*To be done*. Show each line of the listing below that contains the string "grass", copying each line in full. Case counts.

++++ Supplied records

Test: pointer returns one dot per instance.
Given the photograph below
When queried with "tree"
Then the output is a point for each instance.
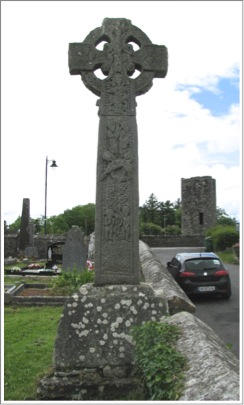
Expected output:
(149, 211)
(222, 218)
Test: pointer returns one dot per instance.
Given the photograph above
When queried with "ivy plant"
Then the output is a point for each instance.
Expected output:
(159, 364)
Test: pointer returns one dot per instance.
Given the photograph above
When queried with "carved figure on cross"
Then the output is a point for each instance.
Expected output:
(117, 198)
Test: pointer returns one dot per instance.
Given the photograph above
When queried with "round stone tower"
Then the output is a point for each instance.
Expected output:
(198, 196)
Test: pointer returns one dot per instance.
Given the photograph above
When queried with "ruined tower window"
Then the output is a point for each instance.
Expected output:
(201, 218)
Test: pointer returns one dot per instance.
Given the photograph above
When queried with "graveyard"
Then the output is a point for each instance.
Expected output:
(93, 347)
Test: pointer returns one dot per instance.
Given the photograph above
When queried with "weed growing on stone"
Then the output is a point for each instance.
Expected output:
(158, 362)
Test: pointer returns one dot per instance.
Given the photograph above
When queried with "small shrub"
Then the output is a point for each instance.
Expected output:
(158, 362)
(69, 281)
(223, 237)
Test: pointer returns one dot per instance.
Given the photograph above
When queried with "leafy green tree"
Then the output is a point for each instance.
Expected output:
(223, 236)
(148, 228)
(222, 218)
(149, 211)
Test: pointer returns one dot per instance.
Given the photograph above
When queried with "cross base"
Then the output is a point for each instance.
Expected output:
(94, 352)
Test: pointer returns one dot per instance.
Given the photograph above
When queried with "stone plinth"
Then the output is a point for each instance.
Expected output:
(93, 355)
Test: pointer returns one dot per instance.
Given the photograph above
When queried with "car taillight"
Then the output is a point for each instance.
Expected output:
(221, 273)
(187, 274)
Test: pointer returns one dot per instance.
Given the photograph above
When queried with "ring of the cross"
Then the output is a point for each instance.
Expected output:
(130, 37)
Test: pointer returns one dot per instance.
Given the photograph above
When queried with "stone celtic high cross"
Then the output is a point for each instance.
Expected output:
(117, 200)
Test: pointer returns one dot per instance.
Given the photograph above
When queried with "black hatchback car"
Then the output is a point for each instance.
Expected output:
(200, 273)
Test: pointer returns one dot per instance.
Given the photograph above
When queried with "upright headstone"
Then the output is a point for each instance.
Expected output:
(117, 201)
(31, 249)
(25, 222)
(74, 250)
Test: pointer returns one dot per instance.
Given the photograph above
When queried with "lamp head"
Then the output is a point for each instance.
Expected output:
(54, 164)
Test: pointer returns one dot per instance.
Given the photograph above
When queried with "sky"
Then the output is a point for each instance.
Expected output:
(189, 123)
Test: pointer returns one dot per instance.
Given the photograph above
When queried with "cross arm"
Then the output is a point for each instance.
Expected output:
(152, 58)
(84, 57)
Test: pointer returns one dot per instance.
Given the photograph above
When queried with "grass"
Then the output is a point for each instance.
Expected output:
(27, 280)
(227, 256)
(29, 335)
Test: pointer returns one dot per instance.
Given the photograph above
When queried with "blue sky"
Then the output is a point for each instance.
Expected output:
(189, 123)
(219, 100)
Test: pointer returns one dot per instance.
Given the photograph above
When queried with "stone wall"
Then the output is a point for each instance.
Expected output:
(173, 240)
(213, 370)
(41, 242)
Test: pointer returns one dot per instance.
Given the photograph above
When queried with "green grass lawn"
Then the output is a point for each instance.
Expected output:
(29, 335)
(28, 280)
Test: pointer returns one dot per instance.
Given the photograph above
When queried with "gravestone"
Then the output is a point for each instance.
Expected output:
(25, 222)
(93, 354)
(55, 254)
(74, 250)
(31, 250)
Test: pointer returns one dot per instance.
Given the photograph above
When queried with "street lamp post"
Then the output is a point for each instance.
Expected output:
(53, 165)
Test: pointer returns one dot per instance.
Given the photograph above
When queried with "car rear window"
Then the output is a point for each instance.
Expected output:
(203, 264)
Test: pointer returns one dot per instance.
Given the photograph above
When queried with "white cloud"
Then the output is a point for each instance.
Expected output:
(45, 111)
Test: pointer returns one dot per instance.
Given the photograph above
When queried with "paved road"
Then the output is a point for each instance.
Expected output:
(221, 315)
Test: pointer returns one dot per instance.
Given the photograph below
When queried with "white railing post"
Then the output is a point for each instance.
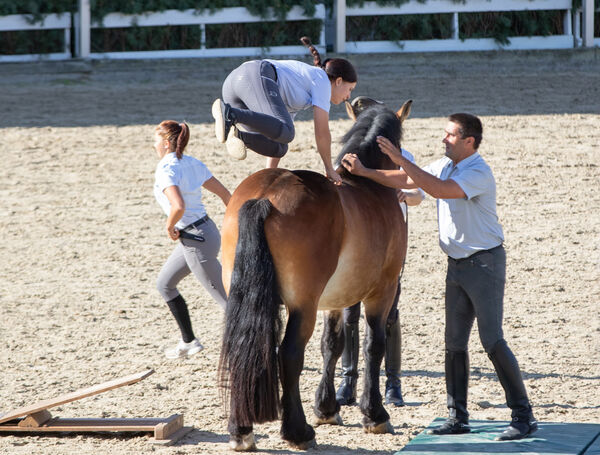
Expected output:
(339, 10)
(455, 26)
(567, 23)
(588, 23)
(577, 28)
(84, 29)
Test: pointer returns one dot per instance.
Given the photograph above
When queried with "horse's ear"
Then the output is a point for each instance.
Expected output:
(404, 111)
(350, 110)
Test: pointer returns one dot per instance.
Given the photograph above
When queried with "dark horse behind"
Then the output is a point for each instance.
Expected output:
(293, 238)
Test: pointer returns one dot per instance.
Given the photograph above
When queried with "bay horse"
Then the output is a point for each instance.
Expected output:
(294, 239)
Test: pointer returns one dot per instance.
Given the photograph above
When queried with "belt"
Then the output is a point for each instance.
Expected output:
(477, 253)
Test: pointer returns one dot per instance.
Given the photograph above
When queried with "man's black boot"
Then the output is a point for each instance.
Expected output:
(393, 364)
(346, 393)
(507, 368)
(457, 382)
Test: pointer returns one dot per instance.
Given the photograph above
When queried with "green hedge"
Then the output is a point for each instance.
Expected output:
(497, 25)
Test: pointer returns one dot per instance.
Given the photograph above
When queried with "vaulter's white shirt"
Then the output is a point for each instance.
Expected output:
(302, 86)
(188, 174)
(470, 224)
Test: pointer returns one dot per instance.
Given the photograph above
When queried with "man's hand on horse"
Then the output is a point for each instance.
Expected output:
(386, 146)
(333, 176)
(353, 164)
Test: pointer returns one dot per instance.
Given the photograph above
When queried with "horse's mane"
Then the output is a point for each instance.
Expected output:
(376, 121)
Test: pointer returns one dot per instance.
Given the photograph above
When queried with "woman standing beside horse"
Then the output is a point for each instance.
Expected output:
(179, 180)
(261, 98)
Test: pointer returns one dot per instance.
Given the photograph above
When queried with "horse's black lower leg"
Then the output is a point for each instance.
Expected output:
(370, 403)
(241, 438)
(294, 428)
(332, 344)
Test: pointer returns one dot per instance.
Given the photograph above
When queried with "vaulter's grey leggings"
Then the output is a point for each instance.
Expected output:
(197, 257)
(252, 91)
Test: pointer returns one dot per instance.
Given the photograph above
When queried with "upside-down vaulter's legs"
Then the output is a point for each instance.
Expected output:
(294, 428)
(332, 344)
(376, 418)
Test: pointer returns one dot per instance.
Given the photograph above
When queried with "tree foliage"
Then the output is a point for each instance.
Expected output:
(497, 25)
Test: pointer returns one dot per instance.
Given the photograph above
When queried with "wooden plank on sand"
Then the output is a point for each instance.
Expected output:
(73, 396)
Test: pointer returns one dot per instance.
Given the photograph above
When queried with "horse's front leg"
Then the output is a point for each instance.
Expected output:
(332, 344)
(294, 428)
(376, 419)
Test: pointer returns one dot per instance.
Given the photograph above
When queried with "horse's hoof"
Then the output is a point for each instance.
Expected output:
(303, 445)
(382, 428)
(332, 420)
(243, 443)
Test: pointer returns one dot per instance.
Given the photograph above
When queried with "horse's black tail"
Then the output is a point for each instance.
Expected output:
(248, 365)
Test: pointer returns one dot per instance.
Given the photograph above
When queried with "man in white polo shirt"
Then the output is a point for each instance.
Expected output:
(471, 236)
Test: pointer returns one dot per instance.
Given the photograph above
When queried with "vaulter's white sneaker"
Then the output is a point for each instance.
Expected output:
(184, 349)
(235, 146)
(222, 125)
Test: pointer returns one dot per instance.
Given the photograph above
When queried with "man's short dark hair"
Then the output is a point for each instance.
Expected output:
(470, 126)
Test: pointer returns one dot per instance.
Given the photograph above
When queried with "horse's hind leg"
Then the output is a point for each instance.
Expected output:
(294, 428)
(376, 419)
(242, 438)
(332, 343)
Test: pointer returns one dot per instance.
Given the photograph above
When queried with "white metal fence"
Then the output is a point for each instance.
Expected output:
(234, 15)
(18, 22)
(454, 43)
(577, 25)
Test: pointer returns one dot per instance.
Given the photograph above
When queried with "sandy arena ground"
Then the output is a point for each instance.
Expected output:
(82, 242)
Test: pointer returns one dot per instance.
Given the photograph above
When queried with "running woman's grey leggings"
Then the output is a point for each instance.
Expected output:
(197, 257)
(252, 91)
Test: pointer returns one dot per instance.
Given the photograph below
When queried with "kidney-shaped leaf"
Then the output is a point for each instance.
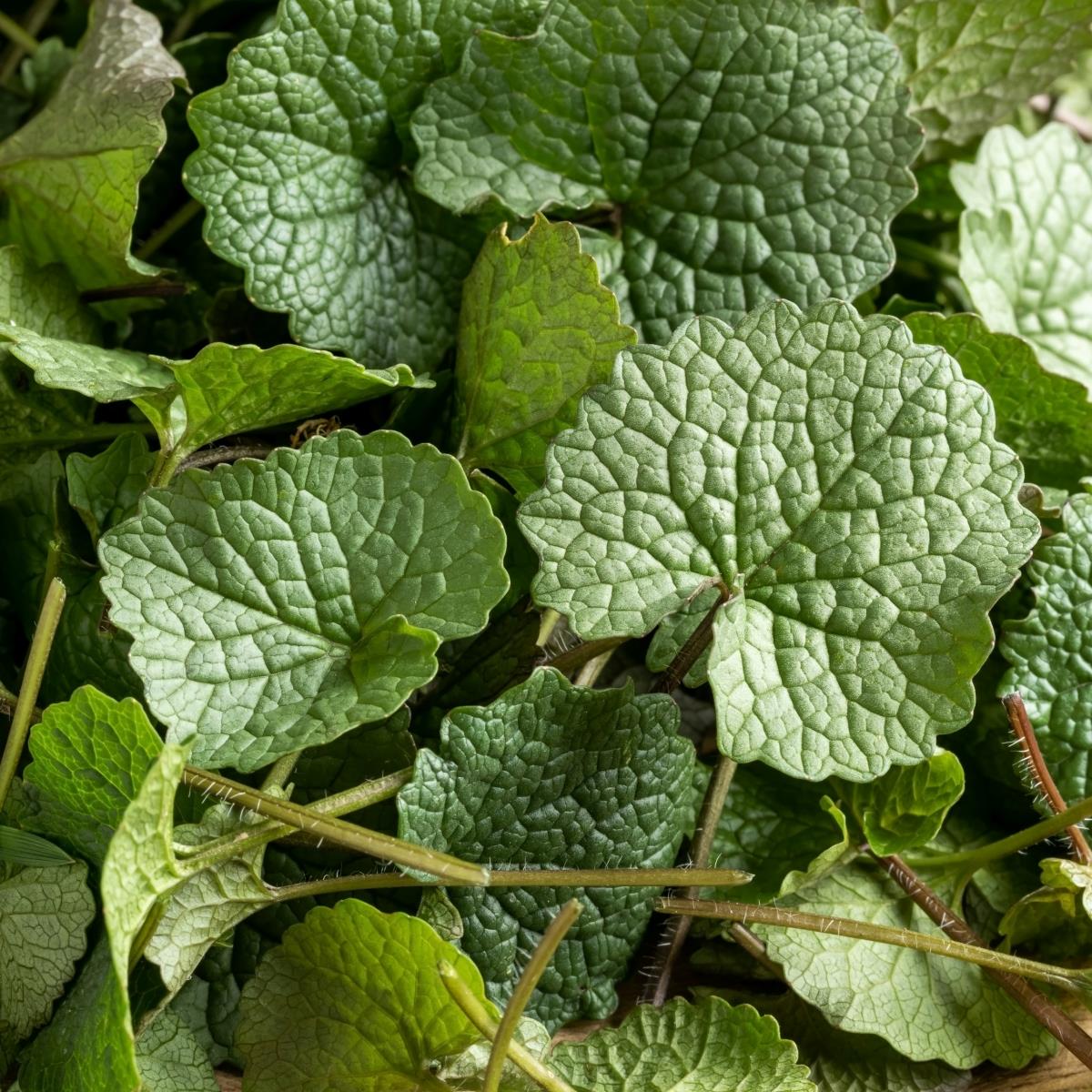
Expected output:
(276, 605)
(555, 775)
(757, 150)
(841, 483)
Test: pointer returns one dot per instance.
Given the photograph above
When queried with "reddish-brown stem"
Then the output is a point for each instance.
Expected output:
(1058, 1024)
(1041, 775)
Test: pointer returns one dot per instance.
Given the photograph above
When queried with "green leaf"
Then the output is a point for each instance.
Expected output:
(228, 389)
(305, 190)
(1049, 651)
(44, 915)
(277, 605)
(906, 807)
(1046, 419)
(105, 489)
(535, 331)
(971, 64)
(72, 172)
(207, 905)
(140, 865)
(170, 1059)
(926, 1007)
(20, 847)
(682, 123)
(770, 827)
(91, 756)
(711, 1046)
(841, 1062)
(555, 775)
(353, 996)
(841, 481)
(88, 1044)
(1022, 252)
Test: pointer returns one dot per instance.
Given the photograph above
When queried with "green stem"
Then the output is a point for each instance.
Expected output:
(338, 831)
(17, 35)
(536, 966)
(678, 927)
(1021, 840)
(475, 1011)
(923, 252)
(174, 223)
(48, 620)
(525, 878)
(352, 800)
(781, 917)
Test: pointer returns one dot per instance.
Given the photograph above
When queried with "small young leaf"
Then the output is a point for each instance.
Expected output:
(711, 1046)
(91, 756)
(907, 805)
(844, 483)
(1024, 244)
(685, 125)
(1046, 419)
(44, 915)
(105, 489)
(970, 64)
(535, 331)
(554, 775)
(1049, 651)
(926, 1007)
(338, 571)
(353, 994)
(72, 172)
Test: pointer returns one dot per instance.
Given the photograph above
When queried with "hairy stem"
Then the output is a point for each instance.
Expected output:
(1041, 775)
(931, 256)
(475, 1011)
(338, 831)
(693, 648)
(511, 1018)
(525, 878)
(781, 917)
(678, 927)
(350, 800)
(1021, 840)
(48, 620)
(1059, 1025)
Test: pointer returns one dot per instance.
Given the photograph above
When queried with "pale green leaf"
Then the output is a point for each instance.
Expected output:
(352, 998)
(745, 164)
(1025, 240)
(555, 775)
(72, 172)
(1046, 419)
(44, 915)
(304, 190)
(927, 1007)
(711, 1046)
(535, 331)
(90, 757)
(1049, 651)
(277, 605)
(907, 805)
(841, 481)
(971, 64)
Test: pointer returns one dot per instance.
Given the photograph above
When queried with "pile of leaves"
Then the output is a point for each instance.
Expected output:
(518, 517)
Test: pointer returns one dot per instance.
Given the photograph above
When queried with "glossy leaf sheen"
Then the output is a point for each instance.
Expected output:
(277, 605)
(756, 150)
(555, 775)
(842, 481)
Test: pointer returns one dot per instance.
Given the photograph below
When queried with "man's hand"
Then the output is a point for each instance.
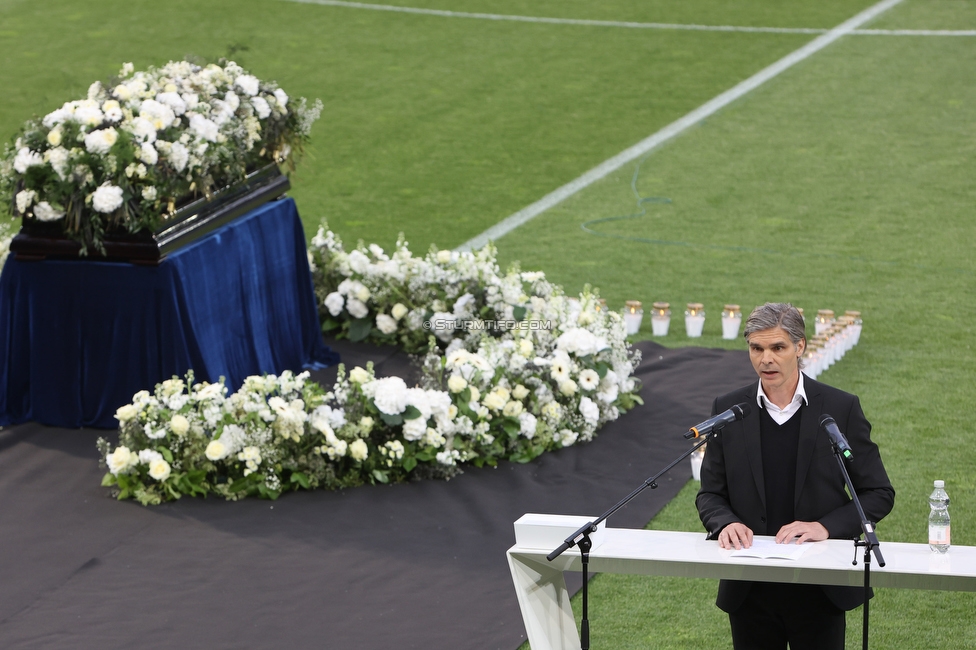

++++++++

*Exercise response*.
When queried with "grass"
When queried with "green grass lawn"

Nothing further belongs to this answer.